◆ TASK OBJECTIVE
Put the lines, starting at the first line and ending at the line that contains "[[265,0],[258,51],[315,52],[316,0]]" (both included), into a JSON list of strings with one string per line and no blank lines.

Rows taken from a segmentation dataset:
════════════════════

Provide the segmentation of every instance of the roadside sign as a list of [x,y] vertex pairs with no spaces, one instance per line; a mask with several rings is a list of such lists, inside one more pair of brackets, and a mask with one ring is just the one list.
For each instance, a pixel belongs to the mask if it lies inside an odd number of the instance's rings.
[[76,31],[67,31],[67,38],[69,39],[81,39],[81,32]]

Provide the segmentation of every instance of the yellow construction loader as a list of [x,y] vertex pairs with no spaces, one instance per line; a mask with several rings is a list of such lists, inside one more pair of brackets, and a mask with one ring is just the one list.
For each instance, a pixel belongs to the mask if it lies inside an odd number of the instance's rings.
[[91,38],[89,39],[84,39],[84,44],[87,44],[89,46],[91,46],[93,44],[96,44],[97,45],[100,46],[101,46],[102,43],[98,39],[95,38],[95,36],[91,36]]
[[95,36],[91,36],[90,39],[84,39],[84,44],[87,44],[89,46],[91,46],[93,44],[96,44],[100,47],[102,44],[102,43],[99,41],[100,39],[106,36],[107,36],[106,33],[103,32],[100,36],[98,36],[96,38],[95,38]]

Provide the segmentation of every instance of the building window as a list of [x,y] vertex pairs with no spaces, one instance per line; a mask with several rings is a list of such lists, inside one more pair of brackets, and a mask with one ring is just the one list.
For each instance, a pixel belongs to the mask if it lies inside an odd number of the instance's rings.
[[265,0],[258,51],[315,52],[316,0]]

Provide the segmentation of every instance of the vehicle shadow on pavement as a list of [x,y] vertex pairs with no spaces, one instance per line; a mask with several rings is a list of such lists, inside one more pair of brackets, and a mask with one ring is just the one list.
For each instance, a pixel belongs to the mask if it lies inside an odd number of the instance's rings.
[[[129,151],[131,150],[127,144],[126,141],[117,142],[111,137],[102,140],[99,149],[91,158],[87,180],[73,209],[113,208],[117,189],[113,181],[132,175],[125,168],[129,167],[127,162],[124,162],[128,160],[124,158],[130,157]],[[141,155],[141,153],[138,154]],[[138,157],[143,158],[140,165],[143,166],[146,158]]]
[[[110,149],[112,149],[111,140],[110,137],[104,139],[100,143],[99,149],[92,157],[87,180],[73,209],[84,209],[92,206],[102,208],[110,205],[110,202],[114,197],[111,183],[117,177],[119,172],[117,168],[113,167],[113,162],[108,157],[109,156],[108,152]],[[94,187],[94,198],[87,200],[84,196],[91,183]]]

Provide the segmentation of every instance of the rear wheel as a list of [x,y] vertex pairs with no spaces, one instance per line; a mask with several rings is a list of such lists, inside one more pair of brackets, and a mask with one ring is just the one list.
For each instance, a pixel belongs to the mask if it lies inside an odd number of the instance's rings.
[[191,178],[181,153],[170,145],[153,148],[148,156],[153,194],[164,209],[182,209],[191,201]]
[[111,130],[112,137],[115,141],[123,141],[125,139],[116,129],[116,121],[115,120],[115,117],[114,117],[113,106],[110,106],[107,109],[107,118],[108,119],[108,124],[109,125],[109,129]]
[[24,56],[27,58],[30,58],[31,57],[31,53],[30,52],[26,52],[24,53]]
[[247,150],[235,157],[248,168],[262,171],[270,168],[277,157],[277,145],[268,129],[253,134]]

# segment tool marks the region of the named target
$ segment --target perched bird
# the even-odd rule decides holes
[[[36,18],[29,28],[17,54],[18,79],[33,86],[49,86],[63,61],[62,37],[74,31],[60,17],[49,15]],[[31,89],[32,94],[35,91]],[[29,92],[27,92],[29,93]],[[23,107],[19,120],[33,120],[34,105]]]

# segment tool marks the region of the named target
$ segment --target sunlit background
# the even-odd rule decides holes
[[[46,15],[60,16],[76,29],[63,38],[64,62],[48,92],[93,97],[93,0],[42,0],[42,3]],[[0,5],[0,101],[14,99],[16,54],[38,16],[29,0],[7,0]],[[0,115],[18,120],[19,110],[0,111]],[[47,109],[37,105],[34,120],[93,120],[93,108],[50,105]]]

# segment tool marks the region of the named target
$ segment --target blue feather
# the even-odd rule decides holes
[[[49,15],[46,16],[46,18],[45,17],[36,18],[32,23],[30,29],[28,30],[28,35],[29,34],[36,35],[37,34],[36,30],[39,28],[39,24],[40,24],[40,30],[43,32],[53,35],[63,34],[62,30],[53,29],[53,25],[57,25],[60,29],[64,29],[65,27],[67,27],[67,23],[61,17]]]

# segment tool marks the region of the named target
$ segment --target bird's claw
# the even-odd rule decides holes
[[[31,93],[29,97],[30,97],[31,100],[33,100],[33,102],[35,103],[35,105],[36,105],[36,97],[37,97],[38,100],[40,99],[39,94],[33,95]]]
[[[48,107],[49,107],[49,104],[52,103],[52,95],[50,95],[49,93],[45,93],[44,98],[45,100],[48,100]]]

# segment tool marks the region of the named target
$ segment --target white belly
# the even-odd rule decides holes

════════════════════

◆ COMPLETED EXERCISE
[
  "Provide the segmentation of every instance of the roadside sign as a list of [x,y] vertex pairs with no spaces, one instance per line; a mask with several rings is a list of such lists, inside one more pair of brackets, and a mask with one ring is just the one list.",
  "For each instance, a pixel belongs to the mask if it lies inside an odd number of the instance's rings.",
  "[[76,31],[67,31],[67,38],[69,39],[81,39],[81,32]]",
  "Provide the segmentation of every instance of the yellow construction loader as a list of [x,y] vertex pairs with no spaces, one instance per line; a mask with several rings is a list of such lists, inside one more pair of brackets, and a mask with one ring is just the one list.",
  "For each instance, a pixel belongs to the mask if it lies inside an odd number of the instance's rings.",
  "[[91,38],[89,39],[84,39],[84,44],[87,44],[89,46],[91,46],[93,44],[96,44],[97,45],[100,46],[101,46],[102,43],[98,39],[95,38],[95,36],[91,36]]",
  "[[95,36],[91,36],[90,39],[84,39],[84,44],[87,44],[89,46],[91,46],[93,44],[96,44],[100,47],[102,44],[102,43],[99,41],[100,39],[106,36],[107,36],[106,33],[103,32],[100,36],[98,36],[96,38],[95,38]]",
  "Provide the segmentation of every instance of the building window as a list of [x,y] vertex pairs with no spaces, one instance per line; a mask with several rings is a list of such lists, inside one more pair of brackets, and a mask with one ring is just the one list.",
  "For each instance, a pixel belongs to the mask if it lies inside an odd number of the instance's rings.",
  "[[265,0],[258,51],[315,52],[316,0]]"
]